◆ Stated exercise: Can you rewrite the data below with "photo" changed to "image" and nothing else altered?

◆ Data provided:

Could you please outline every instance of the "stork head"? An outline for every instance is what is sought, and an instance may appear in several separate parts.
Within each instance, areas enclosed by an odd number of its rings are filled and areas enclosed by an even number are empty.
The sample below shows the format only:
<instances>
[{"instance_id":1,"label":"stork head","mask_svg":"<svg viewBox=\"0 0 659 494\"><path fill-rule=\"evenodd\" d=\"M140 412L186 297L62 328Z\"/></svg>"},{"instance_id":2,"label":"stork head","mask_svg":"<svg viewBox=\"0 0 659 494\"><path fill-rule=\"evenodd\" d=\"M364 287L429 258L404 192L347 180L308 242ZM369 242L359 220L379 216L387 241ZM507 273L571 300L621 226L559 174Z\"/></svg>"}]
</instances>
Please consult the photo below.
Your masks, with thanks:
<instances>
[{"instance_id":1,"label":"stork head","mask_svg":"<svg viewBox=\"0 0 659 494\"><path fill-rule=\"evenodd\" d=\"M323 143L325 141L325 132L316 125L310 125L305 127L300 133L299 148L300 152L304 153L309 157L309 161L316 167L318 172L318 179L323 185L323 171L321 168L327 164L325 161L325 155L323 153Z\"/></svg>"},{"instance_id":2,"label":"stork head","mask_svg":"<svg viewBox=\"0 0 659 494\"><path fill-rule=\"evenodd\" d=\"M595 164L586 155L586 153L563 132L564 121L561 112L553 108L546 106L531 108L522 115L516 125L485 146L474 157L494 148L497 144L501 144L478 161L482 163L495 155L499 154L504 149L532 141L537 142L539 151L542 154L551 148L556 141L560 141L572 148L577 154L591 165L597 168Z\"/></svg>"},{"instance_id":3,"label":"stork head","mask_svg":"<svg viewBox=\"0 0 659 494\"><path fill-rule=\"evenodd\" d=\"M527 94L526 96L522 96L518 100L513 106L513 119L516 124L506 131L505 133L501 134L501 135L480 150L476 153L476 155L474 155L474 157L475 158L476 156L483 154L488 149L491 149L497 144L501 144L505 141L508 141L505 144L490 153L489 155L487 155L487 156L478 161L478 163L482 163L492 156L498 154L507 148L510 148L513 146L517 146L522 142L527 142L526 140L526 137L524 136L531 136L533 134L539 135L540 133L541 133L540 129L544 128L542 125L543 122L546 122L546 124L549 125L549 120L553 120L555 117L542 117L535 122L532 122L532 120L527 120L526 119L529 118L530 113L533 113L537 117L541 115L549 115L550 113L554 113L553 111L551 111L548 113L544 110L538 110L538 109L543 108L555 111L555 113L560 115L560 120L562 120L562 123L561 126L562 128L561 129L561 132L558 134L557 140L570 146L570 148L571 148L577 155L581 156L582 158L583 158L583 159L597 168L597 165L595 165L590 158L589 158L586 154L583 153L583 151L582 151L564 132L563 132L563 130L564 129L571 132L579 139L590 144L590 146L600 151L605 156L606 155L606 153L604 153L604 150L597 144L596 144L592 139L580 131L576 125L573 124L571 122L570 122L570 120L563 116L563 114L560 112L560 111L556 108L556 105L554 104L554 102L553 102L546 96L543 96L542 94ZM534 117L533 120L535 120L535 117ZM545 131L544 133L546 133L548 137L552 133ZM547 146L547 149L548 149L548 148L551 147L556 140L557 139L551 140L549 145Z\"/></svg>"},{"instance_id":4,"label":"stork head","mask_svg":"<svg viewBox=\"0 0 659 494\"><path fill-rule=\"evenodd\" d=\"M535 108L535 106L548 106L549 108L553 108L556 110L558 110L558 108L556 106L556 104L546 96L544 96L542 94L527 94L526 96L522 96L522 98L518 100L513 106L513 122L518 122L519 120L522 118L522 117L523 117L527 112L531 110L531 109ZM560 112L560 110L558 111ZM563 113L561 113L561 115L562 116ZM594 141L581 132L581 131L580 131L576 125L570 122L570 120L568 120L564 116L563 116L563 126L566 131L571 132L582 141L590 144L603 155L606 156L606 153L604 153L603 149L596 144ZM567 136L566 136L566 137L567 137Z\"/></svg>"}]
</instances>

◆ The response:
Could you please outline every instance of the "stork head"? An outline for every instance is what is sought, and an instance may appear in several separate parts.
Within each instance, areas enclosed by an odd number of its rings are filled and areas enclosed by an even number are empty.
The sample below shows the format only:
<instances>
[{"instance_id":1,"label":"stork head","mask_svg":"<svg viewBox=\"0 0 659 494\"><path fill-rule=\"evenodd\" d=\"M140 412L186 297L62 328Z\"/></svg>"},{"instance_id":2,"label":"stork head","mask_svg":"<svg viewBox=\"0 0 659 494\"><path fill-rule=\"evenodd\" d=\"M364 287L429 258L404 192L347 180L308 242ZM369 242L359 220L379 216L387 241ZM507 273L571 300L621 226L559 174Z\"/></svg>"}]
</instances>
Please consult the image below.
Your masks, with thanks:
<instances>
[{"instance_id":1,"label":"stork head","mask_svg":"<svg viewBox=\"0 0 659 494\"><path fill-rule=\"evenodd\" d=\"M323 143L325 141L325 132L316 125L310 125L305 127L300 133L299 148L300 152L304 153L309 157L309 161L316 167L318 172L318 179L323 185L323 171L321 168L327 164L325 161L325 155L323 153Z\"/></svg>"},{"instance_id":2,"label":"stork head","mask_svg":"<svg viewBox=\"0 0 659 494\"><path fill-rule=\"evenodd\" d=\"M595 164L586 155L586 153L563 132L564 121L561 112L553 108L546 106L531 108L522 115L516 125L485 146L474 157L494 148L497 144L501 144L478 161L482 163L495 155L499 154L504 149L532 141L537 142L539 151L542 154L551 148L556 141L560 141L572 148L577 154L591 165L597 168Z\"/></svg>"},{"instance_id":3,"label":"stork head","mask_svg":"<svg viewBox=\"0 0 659 494\"><path fill-rule=\"evenodd\" d=\"M527 94L526 96L522 96L518 100L513 106L513 119L516 124L506 131L505 133L501 134L501 135L480 150L476 153L476 155L474 155L474 157L475 158L476 156L483 154L488 149L491 149L497 144L501 144L505 141L508 141L505 144L490 153L489 155L487 155L487 156L478 161L478 163L482 163L492 156L498 154L507 148L510 148L513 146L517 146L522 142L527 142L526 140L526 137L524 136L531 136L533 134L539 135L540 133L541 133L540 129L544 128L542 125L543 122L546 122L546 124L549 125L549 120L553 120L555 117L542 117L535 122L532 122L532 120L527 120L526 119L529 118L530 113L533 113L537 117L541 115L549 115L550 113L554 113L553 111L551 111L548 113L544 110L538 110L538 109L543 108L555 111L555 113L560 115L560 120L562 120L562 123L561 126L562 128L561 129L561 132L558 134L557 140L570 146L570 148L571 148L577 155L581 156L582 158L583 158L583 159L597 168L597 165L595 165L590 158L589 158L586 154L583 153L583 151L582 151L564 132L563 132L563 130L564 129L571 132L579 139L590 144L590 146L600 151L605 156L606 155L606 153L604 153L604 150L597 144L596 144L592 139L580 131L576 125L573 124L571 122L570 122L570 120L563 116L563 114L560 112L560 111L556 108L556 105L554 104L554 102L553 102L546 96L543 96L542 94ZM534 117L533 120L535 120L535 117ZM545 131L544 133L546 133L548 137L552 133ZM547 146L547 149L548 149L548 148L551 147L556 140L557 139L551 140L549 145Z\"/></svg>"},{"instance_id":4,"label":"stork head","mask_svg":"<svg viewBox=\"0 0 659 494\"><path fill-rule=\"evenodd\" d=\"M535 108L535 106L548 106L549 108L553 108L556 110L558 110L558 108L556 106L556 104L546 96L544 96L542 94L527 94L526 96L522 96L522 98L518 100L513 106L513 122L518 122L519 120L522 118L522 117L523 117L527 112L531 110L531 109ZM560 112L560 110L558 111ZM563 113L561 113L561 115L562 116ZM594 141L581 132L581 131L580 131L576 125L570 122L570 120L568 120L564 116L563 116L563 126L566 131L571 132L582 141L590 144L603 155L606 156L606 153L604 153L603 149L596 144ZM567 136L566 136L566 137L567 137Z\"/></svg>"}]
</instances>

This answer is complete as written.